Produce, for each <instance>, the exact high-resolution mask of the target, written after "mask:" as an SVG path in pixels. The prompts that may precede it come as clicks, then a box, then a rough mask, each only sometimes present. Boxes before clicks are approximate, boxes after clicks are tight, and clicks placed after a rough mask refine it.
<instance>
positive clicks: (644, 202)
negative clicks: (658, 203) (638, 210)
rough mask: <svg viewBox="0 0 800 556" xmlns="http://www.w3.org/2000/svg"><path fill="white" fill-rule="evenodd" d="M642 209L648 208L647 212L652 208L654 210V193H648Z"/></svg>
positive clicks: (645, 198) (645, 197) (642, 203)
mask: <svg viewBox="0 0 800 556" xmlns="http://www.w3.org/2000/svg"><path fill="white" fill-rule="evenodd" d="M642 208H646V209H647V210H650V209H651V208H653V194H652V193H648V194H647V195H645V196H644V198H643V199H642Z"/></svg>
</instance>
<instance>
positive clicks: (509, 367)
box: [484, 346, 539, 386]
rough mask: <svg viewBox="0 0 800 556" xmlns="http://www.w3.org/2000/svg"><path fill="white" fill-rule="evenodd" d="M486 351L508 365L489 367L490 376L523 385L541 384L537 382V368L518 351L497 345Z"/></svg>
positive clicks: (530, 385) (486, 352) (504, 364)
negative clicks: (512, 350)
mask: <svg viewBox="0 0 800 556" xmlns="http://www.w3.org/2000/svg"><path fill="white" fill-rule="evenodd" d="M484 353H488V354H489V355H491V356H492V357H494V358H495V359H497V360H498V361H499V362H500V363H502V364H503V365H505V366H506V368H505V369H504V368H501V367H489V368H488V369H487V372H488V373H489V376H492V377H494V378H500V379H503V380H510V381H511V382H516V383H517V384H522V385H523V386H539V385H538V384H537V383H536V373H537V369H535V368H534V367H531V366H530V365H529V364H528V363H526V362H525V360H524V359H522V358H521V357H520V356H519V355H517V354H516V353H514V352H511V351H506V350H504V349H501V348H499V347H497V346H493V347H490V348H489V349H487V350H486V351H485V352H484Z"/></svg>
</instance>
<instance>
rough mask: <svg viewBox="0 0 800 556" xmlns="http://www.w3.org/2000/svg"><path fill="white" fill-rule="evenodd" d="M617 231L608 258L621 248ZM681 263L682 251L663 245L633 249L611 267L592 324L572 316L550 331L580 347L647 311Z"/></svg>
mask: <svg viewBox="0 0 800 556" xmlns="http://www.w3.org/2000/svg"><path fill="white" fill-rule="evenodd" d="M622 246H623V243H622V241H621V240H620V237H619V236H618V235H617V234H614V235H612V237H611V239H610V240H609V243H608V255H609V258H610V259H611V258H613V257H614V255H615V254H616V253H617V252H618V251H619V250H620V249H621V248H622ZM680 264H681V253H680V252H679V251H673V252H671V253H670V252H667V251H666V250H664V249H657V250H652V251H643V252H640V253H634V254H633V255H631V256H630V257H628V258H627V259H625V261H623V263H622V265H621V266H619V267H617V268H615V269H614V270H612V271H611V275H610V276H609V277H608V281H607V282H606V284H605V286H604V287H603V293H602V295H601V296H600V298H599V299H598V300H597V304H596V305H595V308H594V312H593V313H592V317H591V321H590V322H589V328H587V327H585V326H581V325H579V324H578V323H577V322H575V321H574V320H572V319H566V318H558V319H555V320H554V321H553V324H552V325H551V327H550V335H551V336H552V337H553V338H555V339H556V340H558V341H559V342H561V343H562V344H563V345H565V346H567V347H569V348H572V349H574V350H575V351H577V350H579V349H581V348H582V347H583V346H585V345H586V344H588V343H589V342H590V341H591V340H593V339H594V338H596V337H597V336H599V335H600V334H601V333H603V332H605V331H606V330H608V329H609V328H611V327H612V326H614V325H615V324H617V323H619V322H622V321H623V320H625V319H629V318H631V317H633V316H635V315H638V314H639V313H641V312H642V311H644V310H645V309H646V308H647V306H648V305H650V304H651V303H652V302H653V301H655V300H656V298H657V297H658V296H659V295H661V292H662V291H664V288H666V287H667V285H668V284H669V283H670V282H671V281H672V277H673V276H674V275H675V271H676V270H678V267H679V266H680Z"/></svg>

YOUR TASK:
Nothing in the listing may be left out; repeat it all exactly.

REPLY:
Produce, for each <instance>, the exact high-resolution mask of the target, written after "mask:" as an SVG path in pixels. The prompts that may precede it come as clicks, then a box, then a rough mask, each only sometimes present. Boxes before clicks are approximate, boxes after clicks are tight, and clicks placed after a rough mask refine it.
<instance>
positive clicks: (644, 202)
negative clicks: (658, 203) (638, 210)
rough mask: <svg viewBox="0 0 800 556" xmlns="http://www.w3.org/2000/svg"><path fill="white" fill-rule="evenodd" d="M642 209L648 208L647 212L652 208L654 210V193H648Z"/></svg>
positive clicks: (645, 198) (645, 197) (642, 203)
mask: <svg viewBox="0 0 800 556" xmlns="http://www.w3.org/2000/svg"><path fill="white" fill-rule="evenodd" d="M642 208H646V209H647V210H650V209H651V208H653V194H652V193H648V194H647V195H645V196H644V198H643V199H642Z"/></svg>
</instance>
<instance>
positive clicks: (509, 367)
box: [484, 346, 539, 386]
rough mask: <svg viewBox="0 0 800 556" xmlns="http://www.w3.org/2000/svg"><path fill="white" fill-rule="evenodd" d="M486 351L508 365L489 367L490 376L523 385L541 384L537 382V368L518 351L497 345Z"/></svg>
positive clicks: (530, 385) (486, 352) (504, 364)
negative clicks: (512, 350)
mask: <svg viewBox="0 0 800 556" xmlns="http://www.w3.org/2000/svg"><path fill="white" fill-rule="evenodd" d="M484 353H488V354H489V355H491V356H492V357H494V358H495V359H497V360H498V361H499V362H500V363H502V364H503V365H505V366H506V368H505V369H504V368H501V367H489V368H488V369H487V372H488V373H489V376H492V377H494V378H500V379H503V380H510V381H511V382H516V383H517V384H522V385H523V386H539V385H538V384H537V383H536V373H537V369H535V368H534V367H531V366H530V365H529V364H528V363H526V362H525V360H524V359H522V358H521V357H520V356H519V355H517V354H516V353H514V352H511V351H506V350H504V349H501V348H499V347H497V346H493V347H490V348H489V349H487V350H486V351H485V352H484Z"/></svg>
</instance>
<instance>
rough mask: <svg viewBox="0 0 800 556" xmlns="http://www.w3.org/2000/svg"><path fill="white" fill-rule="evenodd" d="M617 231L608 258L621 248ZM681 263L682 251L663 245L633 249L611 267L592 324L572 316L550 331L580 347L647 311Z"/></svg>
mask: <svg viewBox="0 0 800 556" xmlns="http://www.w3.org/2000/svg"><path fill="white" fill-rule="evenodd" d="M622 246H623V243H622V241H621V240H620V237H619V236H618V235H617V234H614V235H612V237H611V239H610V240H609V243H608V255H609V258H610V259H611V258H613V257H614V255H615V254H616V253H617V252H618V251H619V250H620V249H621V248H622ZM680 264H681V253H680V252H679V251H673V252H671V253H670V252H667V251H666V250H664V249H657V250H652V251H643V252H640V253H634V254H633V255H631V256H630V257H628V258H627V259H625V261H623V263H622V265H621V266H619V267H617V268H615V269H614V270H612V271H611V275H610V276H609V277H608V281H607V282H606V284H605V286H604V287H603V293H602V295H601V296H600V298H599V299H598V300H597V304H596V305H595V308H594V312H593V313H592V317H591V321H590V322H589V328H587V327H585V326H581V325H579V324H578V323H577V322H575V321H574V320H572V319H566V318H558V319H555V320H554V321H553V324H552V325H551V327H550V335H551V336H552V337H553V338H555V339H556V340H558V341H559V342H561V343H562V344H563V345H565V346H567V347H569V348H572V349H574V350H575V351H577V350H579V349H581V348H582V347H583V346H585V345H586V344H588V343H589V342H590V341H591V340H593V339H594V338H596V337H597V336H599V335H600V334H601V333H603V332H605V331H606V330H608V329H609V328H611V327H612V326H614V325H615V324H617V323H619V322H622V321H623V320H625V319H629V318H631V317H633V316H635V315H638V314H639V313H641V312H642V311H644V310H645V309H646V308H647V306H648V305H650V304H651V303H652V302H653V301H655V300H656V298H657V297H658V296H659V295H661V292H662V291H664V288H666V287H667V285H668V284H669V283H670V282H671V281H672V277H673V276H674V275H675V271H676V270H678V267H679V266H680Z"/></svg>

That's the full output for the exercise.